**PROBLEM REQUIREMENTS**
Write out, word for word and with no pictures, each line below from the one containing "of the drip" through the one containing "the white flower?", both included, and no other line.

Content starts

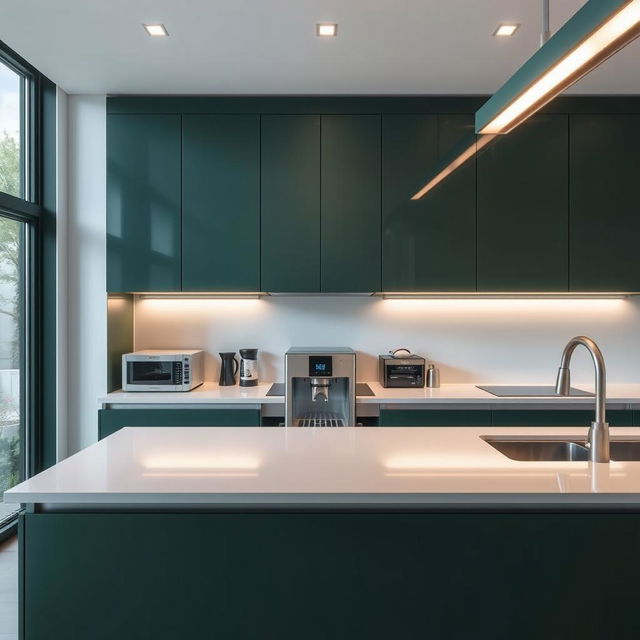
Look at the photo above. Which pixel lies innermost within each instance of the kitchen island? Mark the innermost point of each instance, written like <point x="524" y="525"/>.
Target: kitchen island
<point x="328" y="533"/>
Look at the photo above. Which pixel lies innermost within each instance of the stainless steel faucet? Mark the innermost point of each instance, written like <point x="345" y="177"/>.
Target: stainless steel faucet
<point x="598" y="439"/>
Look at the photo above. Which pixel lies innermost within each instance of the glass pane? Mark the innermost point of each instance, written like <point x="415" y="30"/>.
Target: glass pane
<point x="11" y="132"/>
<point x="11" y="355"/>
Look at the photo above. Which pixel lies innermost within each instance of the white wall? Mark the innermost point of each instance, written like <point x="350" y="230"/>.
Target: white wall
<point x="470" y="340"/>
<point x="86" y="263"/>
<point x="62" y="274"/>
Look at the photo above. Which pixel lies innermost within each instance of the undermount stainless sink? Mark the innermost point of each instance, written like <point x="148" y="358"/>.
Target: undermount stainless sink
<point x="538" y="450"/>
<point x="559" y="449"/>
<point x="625" y="450"/>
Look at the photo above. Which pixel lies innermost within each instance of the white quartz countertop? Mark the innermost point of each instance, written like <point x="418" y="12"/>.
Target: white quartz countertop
<point x="211" y="393"/>
<point x="295" y="467"/>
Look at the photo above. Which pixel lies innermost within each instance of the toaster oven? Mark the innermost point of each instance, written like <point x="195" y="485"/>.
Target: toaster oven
<point x="405" y="372"/>
<point x="162" y="370"/>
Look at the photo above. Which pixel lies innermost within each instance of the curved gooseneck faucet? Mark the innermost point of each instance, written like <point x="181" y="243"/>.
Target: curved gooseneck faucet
<point x="598" y="439"/>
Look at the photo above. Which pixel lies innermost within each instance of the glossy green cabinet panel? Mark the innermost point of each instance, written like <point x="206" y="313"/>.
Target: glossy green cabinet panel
<point x="290" y="203"/>
<point x="429" y="244"/>
<point x="350" y="187"/>
<point x="110" y="420"/>
<point x="557" y="418"/>
<point x="523" y="208"/>
<point x="330" y="576"/>
<point x="605" y="224"/>
<point x="435" y="418"/>
<point x="143" y="203"/>
<point x="221" y="203"/>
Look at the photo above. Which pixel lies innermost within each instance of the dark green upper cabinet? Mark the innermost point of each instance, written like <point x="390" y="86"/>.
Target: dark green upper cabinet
<point x="290" y="202"/>
<point x="143" y="203"/>
<point x="605" y="224"/>
<point x="522" y="202"/>
<point x="221" y="203"/>
<point x="428" y="244"/>
<point x="350" y="187"/>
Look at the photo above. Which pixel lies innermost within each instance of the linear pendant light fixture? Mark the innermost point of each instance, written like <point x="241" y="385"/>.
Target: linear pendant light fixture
<point x="597" y="31"/>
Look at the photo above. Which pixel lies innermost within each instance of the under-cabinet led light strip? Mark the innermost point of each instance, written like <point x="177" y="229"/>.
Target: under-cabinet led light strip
<point x="610" y="36"/>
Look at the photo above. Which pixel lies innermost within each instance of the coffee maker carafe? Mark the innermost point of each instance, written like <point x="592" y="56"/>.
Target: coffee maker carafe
<point x="320" y="387"/>
<point x="228" y="368"/>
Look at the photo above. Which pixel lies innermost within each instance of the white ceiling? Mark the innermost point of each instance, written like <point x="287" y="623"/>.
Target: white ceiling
<point x="269" y="46"/>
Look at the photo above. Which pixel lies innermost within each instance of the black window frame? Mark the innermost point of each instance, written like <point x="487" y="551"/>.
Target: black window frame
<point x="37" y="209"/>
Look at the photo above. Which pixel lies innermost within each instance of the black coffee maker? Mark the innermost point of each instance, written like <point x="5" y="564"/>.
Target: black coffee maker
<point x="228" y="368"/>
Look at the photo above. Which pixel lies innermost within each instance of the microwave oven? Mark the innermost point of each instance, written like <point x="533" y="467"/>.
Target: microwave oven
<point x="162" y="370"/>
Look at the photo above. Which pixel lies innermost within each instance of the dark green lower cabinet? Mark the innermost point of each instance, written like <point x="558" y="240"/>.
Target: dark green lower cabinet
<point x="337" y="576"/>
<point x="434" y="418"/>
<point x="110" y="420"/>
<point x="558" y="418"/>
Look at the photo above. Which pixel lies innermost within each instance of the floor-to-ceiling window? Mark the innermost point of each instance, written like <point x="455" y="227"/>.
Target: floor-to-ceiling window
<point x="21" y="241"/>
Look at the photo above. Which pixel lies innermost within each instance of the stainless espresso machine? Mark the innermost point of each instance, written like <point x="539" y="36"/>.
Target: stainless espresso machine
<point x="320" y="387"/>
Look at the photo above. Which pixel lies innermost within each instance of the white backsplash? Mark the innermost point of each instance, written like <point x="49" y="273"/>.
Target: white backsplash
<point x="500" y="340"/>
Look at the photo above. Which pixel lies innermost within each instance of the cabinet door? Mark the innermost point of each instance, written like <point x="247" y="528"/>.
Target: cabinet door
<point x="110" y="420"/>
<point x="429" y="244"/>
<point x="351" y="203"/>
<point x="290" y="202"/>
<point x="605" y="225"/>
<point x="523" y="208"/>
<point x="221" y="203"/>
<point x="143" y="203"/>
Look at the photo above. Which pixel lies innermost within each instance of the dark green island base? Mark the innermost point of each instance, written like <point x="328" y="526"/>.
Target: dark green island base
<point x="306" y="575"/>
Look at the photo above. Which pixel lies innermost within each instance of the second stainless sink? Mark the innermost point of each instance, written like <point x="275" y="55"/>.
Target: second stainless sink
<point x="625" y="450"/>
<point x="527" y="449"/>
<point x="558" y="449"/>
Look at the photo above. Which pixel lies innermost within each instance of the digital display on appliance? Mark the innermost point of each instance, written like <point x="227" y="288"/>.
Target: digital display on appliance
<point x="320" y="366"/>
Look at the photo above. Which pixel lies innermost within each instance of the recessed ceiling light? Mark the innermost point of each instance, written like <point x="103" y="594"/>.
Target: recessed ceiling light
<point x="327" y="29"/>
<point x="506" y="29"/>
<point x="156" y="29"/>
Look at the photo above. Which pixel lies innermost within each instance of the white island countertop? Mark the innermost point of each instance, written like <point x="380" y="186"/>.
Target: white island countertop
<point x="211" y="393"/>
<point x="253" y="467"/>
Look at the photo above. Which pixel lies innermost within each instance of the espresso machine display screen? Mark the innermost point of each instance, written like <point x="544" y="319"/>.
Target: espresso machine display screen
<point x="320" y="366"/>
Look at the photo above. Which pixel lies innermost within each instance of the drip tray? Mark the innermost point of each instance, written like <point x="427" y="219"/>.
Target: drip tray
<point x="522" y="391"/>
<point x="320" y="420"/>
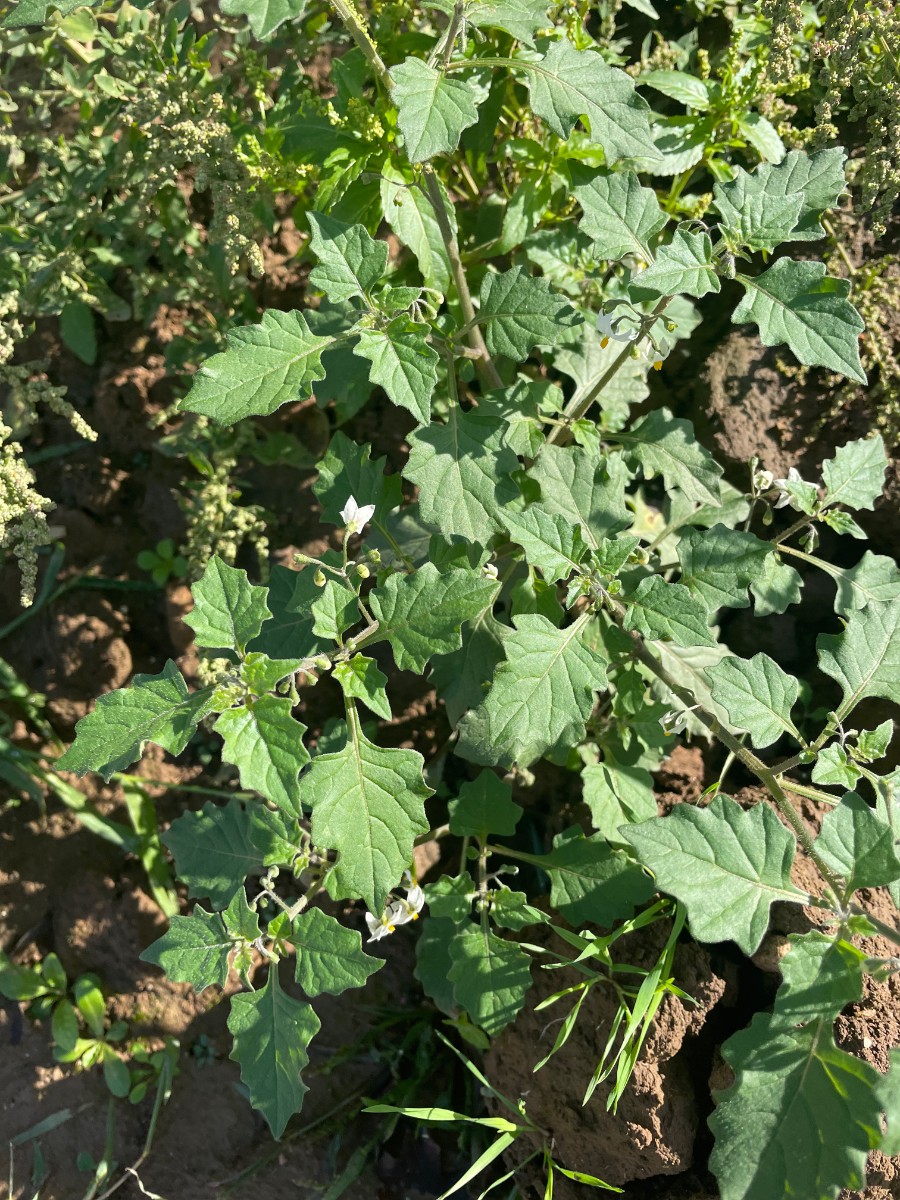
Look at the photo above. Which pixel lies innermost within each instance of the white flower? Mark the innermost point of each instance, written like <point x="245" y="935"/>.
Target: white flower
<point x="609" y="327"/>
<point x="354" y="516"/>
<point x="793" y="477"/>
<point x="658" y="354"/>
<point x="763" y="480"/>
<point x="391" y="917"/>
<point x="399" y="912"/>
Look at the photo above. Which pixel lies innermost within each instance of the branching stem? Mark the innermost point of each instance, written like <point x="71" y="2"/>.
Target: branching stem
<point x="579" y="405"/>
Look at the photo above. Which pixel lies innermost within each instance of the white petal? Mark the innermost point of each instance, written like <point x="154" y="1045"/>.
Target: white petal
<point x="349" y="510"/>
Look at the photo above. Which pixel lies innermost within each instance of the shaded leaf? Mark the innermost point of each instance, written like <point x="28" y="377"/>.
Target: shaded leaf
<point x="271" y="1032"/>
<point x="490" y="977"/>
<point x="421" y="615"/>
<point x="262" y="367"/>
<point x="369" y="804"/>
<point x="329" y="957"/>
<point x="798" y="305"/>
<point x="540" y="699"/>
<point x="264" y="742"/>
<point x="757" y="696"/>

Content ends

**ANSWER TO THE EXERCISE**
Look at the photo above. Which pixel lies innermost within each instance of the drip tray? Mark the innermost point of each instance, written like <point x="427" y="219"/>.
Target: drip tray
<point x="522" y="391"/>
<point x="320" y="420"/>
Look at the photo above. Which pixel lies innermost within each instance of the white flower? Mark the innermost point of each instance, written like <point x="245" y="935"/>.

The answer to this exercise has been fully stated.